Source extract ▸
▼

She also hoped that the book would in some magical way sort of cure her. “I was like, ‘I’ll just write it all out,’” she said, “and then it will all be gone.”

During her childhood in McLean, Va., Ms. Nancherla’s anxiety would often render her speechless. She remembers going through the school day sometimes with a growling stomach because she couldn’t pry her lunchbox open and felt too shy to ask for help.

Her parents, who immigrated from southern India in the late 1970s and both became doctors, worried that her quietness would be a hindrance. “They were just like, ‘How are you going to hack it in this world?’” she said. To coax her out of her shell, they would put her in charge of calling and placing the family’s pizza delivery orders — “just to get me to talk to people,” she said. When she turned 11, her mother put her in a public speaking class.

In 2000, when she was studying psychology at Amherst College, she joined the cross-country and track teams. The monitoring of her diet that came with it developed into anorexia, and Ms. Nancherla lost so much weight that she stopped menstruating, she said. She eventually asked her parents to drive her to an eating disorder recovery center, where she was diagnosed with depression.

▲

Supplied data ▸
▼

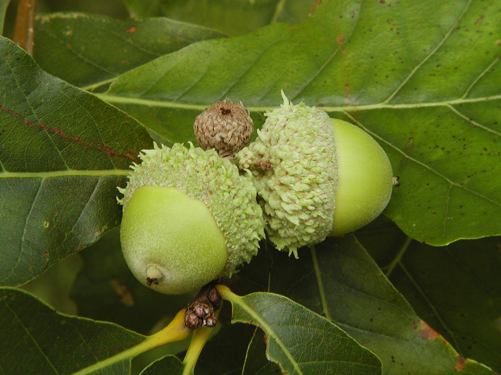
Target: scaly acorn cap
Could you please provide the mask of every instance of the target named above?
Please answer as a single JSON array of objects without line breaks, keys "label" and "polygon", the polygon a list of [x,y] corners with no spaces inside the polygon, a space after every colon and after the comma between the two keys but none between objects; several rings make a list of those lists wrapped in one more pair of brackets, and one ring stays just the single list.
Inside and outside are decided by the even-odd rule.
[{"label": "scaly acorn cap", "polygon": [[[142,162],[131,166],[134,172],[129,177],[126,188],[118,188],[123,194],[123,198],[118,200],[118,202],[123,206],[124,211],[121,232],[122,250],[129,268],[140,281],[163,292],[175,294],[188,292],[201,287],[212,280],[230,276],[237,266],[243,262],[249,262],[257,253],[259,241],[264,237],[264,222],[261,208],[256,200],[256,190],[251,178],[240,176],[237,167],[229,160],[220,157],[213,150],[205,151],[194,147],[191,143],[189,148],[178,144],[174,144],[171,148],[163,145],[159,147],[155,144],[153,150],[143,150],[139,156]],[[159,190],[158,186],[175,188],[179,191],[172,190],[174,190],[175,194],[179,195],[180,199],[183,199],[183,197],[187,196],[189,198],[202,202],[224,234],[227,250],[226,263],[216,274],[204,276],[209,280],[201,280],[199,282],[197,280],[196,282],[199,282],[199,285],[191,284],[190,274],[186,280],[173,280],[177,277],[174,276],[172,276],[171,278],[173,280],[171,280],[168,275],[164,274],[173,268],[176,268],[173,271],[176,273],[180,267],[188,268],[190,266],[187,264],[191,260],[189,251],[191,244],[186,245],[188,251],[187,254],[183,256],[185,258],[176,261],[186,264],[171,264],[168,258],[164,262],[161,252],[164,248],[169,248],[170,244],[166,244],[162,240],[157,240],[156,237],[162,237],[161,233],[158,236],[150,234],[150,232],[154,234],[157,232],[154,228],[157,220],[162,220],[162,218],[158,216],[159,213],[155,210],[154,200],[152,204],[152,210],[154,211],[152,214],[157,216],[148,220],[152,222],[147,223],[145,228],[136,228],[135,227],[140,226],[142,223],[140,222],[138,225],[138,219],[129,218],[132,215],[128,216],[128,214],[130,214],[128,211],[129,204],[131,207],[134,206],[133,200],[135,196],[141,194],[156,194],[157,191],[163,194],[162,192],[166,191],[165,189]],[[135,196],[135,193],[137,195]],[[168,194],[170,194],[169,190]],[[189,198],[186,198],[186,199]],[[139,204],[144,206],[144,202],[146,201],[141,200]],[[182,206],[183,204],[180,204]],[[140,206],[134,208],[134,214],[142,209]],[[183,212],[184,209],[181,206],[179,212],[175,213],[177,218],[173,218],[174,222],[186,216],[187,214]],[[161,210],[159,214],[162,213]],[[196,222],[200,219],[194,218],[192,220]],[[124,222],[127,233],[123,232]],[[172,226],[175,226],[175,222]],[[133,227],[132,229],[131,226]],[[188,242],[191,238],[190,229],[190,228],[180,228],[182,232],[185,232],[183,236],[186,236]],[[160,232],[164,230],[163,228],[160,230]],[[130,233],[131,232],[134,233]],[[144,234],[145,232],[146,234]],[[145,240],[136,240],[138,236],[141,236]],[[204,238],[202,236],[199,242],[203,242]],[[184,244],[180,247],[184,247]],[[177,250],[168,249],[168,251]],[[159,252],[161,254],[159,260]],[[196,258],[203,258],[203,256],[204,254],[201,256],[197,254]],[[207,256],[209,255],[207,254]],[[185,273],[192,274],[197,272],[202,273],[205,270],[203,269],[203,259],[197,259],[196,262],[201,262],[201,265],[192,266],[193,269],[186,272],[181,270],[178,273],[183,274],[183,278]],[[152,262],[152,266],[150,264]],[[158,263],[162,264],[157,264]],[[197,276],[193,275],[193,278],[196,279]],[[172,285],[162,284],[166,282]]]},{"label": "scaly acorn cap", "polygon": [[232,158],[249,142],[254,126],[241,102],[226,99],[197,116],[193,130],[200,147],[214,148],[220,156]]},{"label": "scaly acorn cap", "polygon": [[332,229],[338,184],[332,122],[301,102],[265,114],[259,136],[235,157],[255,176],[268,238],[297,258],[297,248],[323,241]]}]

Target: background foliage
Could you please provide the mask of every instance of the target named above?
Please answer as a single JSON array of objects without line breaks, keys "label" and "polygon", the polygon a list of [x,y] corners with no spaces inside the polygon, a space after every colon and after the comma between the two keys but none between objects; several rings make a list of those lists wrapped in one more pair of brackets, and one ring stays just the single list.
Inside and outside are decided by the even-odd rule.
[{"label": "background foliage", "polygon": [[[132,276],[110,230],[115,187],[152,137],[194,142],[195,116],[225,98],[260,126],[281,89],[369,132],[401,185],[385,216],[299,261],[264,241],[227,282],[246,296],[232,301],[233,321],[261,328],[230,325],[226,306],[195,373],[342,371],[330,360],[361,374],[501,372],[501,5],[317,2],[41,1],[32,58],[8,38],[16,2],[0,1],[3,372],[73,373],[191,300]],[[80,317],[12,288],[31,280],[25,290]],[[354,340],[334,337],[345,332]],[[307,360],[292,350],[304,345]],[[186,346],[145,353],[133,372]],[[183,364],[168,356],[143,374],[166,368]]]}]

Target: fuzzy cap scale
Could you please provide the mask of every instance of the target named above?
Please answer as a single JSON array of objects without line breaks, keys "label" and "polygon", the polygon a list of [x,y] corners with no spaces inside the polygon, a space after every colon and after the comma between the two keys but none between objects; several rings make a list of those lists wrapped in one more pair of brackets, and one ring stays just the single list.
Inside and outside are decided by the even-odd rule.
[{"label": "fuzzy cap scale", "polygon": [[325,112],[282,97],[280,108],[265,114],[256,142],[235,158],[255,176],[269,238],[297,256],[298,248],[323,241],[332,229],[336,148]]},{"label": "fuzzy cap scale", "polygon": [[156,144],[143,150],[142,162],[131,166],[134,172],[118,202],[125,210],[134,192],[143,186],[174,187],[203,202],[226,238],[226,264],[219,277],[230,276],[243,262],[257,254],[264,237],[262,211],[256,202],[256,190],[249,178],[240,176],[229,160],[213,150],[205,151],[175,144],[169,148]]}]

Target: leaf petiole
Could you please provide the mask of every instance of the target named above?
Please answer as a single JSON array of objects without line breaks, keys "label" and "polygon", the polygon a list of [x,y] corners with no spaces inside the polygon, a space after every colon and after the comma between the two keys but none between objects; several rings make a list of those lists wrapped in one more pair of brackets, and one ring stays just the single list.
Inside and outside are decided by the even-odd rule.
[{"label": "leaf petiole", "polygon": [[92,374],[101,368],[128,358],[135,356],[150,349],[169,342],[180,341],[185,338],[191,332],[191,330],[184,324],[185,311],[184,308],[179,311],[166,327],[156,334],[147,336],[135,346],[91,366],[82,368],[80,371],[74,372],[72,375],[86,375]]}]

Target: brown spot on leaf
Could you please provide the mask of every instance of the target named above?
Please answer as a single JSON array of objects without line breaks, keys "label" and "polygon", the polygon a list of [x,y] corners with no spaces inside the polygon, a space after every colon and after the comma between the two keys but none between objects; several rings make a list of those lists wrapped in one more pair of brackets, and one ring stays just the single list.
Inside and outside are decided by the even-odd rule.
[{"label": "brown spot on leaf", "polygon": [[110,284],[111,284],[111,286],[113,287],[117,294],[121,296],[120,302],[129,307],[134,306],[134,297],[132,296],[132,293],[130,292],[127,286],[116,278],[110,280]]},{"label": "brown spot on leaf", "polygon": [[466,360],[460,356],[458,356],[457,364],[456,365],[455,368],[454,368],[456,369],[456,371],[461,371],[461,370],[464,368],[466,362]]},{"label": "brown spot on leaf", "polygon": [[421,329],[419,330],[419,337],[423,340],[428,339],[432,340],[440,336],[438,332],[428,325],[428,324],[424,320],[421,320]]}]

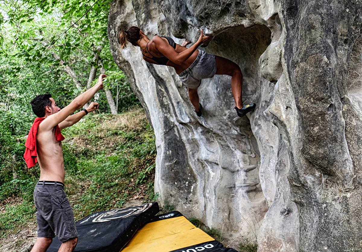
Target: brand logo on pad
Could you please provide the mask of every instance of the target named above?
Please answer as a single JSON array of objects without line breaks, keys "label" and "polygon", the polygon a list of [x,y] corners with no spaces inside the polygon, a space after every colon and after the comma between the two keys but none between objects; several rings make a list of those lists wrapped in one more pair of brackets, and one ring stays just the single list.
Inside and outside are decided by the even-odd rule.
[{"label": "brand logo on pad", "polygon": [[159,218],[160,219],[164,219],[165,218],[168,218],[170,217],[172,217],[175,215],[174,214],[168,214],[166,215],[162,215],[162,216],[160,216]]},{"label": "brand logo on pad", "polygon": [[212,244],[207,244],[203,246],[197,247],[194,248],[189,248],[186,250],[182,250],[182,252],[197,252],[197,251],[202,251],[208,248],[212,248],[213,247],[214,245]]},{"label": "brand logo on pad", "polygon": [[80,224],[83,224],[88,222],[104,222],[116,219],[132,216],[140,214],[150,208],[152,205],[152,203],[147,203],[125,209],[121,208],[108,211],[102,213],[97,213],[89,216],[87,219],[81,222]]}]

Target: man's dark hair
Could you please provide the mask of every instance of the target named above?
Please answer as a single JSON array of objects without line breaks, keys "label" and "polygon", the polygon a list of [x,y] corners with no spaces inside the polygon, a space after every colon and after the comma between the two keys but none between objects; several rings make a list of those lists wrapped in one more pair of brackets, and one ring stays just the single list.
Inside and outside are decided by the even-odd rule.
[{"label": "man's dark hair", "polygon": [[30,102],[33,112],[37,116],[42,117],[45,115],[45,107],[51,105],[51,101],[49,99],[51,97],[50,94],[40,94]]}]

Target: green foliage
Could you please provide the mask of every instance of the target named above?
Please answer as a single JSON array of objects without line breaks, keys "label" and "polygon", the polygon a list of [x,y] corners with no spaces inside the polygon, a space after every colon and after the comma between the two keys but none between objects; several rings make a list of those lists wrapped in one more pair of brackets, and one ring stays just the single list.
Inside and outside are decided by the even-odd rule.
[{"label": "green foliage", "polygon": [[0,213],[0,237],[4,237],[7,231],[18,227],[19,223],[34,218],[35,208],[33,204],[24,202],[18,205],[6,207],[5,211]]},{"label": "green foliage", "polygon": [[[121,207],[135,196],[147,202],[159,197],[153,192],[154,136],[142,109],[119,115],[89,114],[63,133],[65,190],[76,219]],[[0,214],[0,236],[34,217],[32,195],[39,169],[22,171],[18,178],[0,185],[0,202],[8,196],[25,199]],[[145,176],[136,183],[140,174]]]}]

▲

About this exercise ▸
Extend the profile of Ms. Nancherla, picking up after its last sentence, about her diagnosis at the eating disorder recovery center.

Answer space ▸
“It gave me a lot of relief to be able to name it,” she said. “It made me feel like I had somehow just really started living life now that I had this context for everything.”

Ms. Nancherla writes in her book that being a timid South Asian woman who started her standup career in 2006, when the industry was largely white and male, instilled in her a powerful sense of impostor syndrome, which is prevalent in women and especially women of color. When Ms. Nancherla arrived on the scene, there were few female South Asian comedians, said Hari Kondabolu, a comedian who has worked with her on several projects. And, of those, fewer still were discussing their mental health.

“She didn’t make sense to people,” he said, “she was just like a unicorn.”

She resorted to opening her performances by addressing the strangeness of her presence. The first line of her bit on “Conan” was, “It’s OK. I’m surprised I’m a comedian, too.”

The South Asian female comedians who entered the standup scene after Ms. Nancherla’s arrival were often referred to as “Aparna 2.0,” she said. Kiran Deol, a comedian who started her career 10 years ago and has a louder comedy style than Ms. Nancherla, said she has been mistaken for her “many, many times.”

Eventually, when someone would come up to her to compliment Ms. Nancherla’s work, “instead of correcting them, I just started saying, ‘Thank you,’” Ms. Deol said.

So how does a painfully anxious, clinically depressed and insecure person become a comedian? Antidepressants. At least that’s how Ms. Nancherla tells it.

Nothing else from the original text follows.